**Quoted passage**:
# # #

Why You Need to Stop Doubting My Chronic Fatigue Is Real
Today, I was talking to someone close to me.
They asked if they’d woken me up — which they had. Despite the fact it was almost 7 at night, my chronic fatigue means I can’t control when I fall asleep. I’d fallen asleep at around 5 p.m., I think, but I’m not really sure.
It wasn’t planned. Like it always does, it just happens. It’s not controllable.
Chronic fatigue means I’m constantly tired. And I constantly fall asleep.
One time I went to sleep at Disneyland.
Anyway, I could tell the person I was talking to was annoyed — they’ve made it clear more than once that they feel I can somehow control this despite the fact I’ve had this diagnosis for over a year; despite the fact I’ve had five sleep studies to get the results, among other countless tests.
And then I realized what bothered me about this conversation.
It wasn’t that this person still thinks I can control what happens, nor is it the fact they don’t really believe me.
And if you’re sick, whether it’s mentally or physically, you’ll know what I mean; they “believe” you, but at the same time, they don’t.
I mean, are you sure you haven’t tried a new diet?
Are you sure you can’t do this?
Are you sure?
No, what I realized — after I raged and cried after the phone call — was that it wasn’t the lack of belief, or even the lack of support, that bothered me. It wasn’t even the fact that this person is extremely close to me. So close, in fact, I’m deliberately not mentioning their name.
It’s what the not-believing implies.
It implies this is a life I want.
It implies I’m OK with being so tired that going to the bathroom is torture. That sometimes, I’m so tired, I wait until my stomach bloats and cramps and I can’t hold it in anymore because I’m so tired I’m struggling to work out how to make it the 15 steps to my bathroom.
It implies I’m OK with the fact that sometimes, I’m actually too tired to watch anything. Not read, not write, not workout, not eat… but I can’t even watch something mind-numbingly boring on TV because I’m literally too tired to keep my eyes open.

# # #

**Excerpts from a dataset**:

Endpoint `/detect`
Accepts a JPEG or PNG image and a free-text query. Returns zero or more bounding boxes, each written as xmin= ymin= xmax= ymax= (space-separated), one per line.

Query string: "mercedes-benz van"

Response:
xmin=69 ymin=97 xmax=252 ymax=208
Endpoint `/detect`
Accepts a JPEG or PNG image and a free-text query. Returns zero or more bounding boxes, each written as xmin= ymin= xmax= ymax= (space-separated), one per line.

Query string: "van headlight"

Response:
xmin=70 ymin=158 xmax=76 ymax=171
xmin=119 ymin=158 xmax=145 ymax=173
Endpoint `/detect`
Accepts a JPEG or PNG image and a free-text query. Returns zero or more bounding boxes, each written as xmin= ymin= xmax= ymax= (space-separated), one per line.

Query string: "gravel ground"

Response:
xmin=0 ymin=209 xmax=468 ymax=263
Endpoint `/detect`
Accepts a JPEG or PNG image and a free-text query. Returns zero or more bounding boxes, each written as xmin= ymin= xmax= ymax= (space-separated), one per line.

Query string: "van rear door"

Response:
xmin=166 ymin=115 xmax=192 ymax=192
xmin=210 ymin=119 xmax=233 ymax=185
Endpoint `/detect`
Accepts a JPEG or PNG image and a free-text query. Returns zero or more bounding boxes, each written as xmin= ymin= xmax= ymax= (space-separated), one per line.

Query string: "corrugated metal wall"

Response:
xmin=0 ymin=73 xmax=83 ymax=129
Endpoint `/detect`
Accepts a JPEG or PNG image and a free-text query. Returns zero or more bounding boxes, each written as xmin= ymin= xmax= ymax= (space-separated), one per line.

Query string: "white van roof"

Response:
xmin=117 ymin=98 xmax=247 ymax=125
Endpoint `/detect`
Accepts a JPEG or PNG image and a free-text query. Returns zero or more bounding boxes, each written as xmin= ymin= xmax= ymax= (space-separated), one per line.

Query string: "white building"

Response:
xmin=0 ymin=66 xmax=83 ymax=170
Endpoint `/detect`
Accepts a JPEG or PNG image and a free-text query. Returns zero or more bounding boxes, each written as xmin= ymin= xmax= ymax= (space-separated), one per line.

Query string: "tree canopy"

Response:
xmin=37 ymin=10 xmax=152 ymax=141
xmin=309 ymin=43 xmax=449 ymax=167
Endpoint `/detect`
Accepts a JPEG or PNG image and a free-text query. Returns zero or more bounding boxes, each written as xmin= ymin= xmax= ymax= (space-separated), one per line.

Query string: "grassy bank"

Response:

# # #

**Assigned task 1**: In the essay on chronic fatigue, how many sleep studies did the writer undergo to get the diagnosis?
**Assigned task 2**: Rewrite the stretch of the chronic fatigue essay from "It wasn’t planned." through "about this conversation.", swapping "Disneyland" for "the beach".

**Worked solution 1**: Five sleep studies.

**Worked solution 2**:
It wasn’t planned. Like it always does, it just happens. It’s not controllable.
Chronic fatigue means I’m constantly tired. And I constantly fall asleep.
One time I went to sleep at the beach.
Anyway, I could tell the person I was talking to was annoyed — they’ve made it clear more than once that they feel I can somehow control this despite the fact I’ve had this diagnosis for over a year; despite the fact I’ve had five sleep studies to get the results, among other countless tests.
And then I realized what bothered me about this conversation.